> _DATA LISTING_:
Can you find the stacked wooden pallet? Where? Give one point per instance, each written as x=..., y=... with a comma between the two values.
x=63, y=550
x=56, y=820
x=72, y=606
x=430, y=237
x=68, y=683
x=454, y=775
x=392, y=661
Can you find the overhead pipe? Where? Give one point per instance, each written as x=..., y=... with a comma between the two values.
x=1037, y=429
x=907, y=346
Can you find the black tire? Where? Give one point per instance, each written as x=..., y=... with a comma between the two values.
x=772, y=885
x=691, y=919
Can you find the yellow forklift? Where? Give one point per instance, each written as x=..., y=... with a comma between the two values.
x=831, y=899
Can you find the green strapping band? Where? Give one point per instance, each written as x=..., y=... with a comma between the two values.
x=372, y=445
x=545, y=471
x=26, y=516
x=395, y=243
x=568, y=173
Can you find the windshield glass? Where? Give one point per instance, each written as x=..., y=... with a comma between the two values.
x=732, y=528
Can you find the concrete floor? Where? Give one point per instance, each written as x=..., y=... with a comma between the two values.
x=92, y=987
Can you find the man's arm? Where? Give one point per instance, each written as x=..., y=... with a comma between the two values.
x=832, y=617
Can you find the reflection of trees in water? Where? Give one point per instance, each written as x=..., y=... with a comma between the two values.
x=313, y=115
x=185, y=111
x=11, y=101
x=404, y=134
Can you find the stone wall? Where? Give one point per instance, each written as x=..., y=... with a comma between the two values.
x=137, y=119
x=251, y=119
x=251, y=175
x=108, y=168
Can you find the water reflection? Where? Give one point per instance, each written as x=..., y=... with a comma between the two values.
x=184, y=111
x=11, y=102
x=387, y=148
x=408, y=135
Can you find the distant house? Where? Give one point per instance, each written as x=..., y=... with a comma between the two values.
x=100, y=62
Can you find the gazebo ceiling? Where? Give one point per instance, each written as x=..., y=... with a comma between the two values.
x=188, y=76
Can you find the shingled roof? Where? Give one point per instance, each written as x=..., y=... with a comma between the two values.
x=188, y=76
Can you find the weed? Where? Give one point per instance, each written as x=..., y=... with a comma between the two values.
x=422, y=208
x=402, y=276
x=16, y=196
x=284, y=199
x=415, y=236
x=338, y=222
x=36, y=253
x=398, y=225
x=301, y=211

> _GIVEN REQUEST_: Add 115 to every x and y coordinate in the items from the line containing "Can you find the man's" through the line containing "x=108, y=168". Then write out every one of those lines in full with the new values.

> _RESULT BELOW_:
Can you find the man's arm? Where? Give one point per instance, each written as x=..., y=... with a comma between the two values.
x=947, y=732
Can you find the reflection of trees in water? Where? Give one point per instance, each written as x=..., y=... with a comma between the two values.
x=428, y=230
x=300, y=226
x=126, y=216
x=519, y=249
Can you find the stone wall? Where? Give one point per instance, each written as x=..., y=... with a comma between the two values.
x=252, y=234
x=366, y=234
x=366, y=290
x=223, y=283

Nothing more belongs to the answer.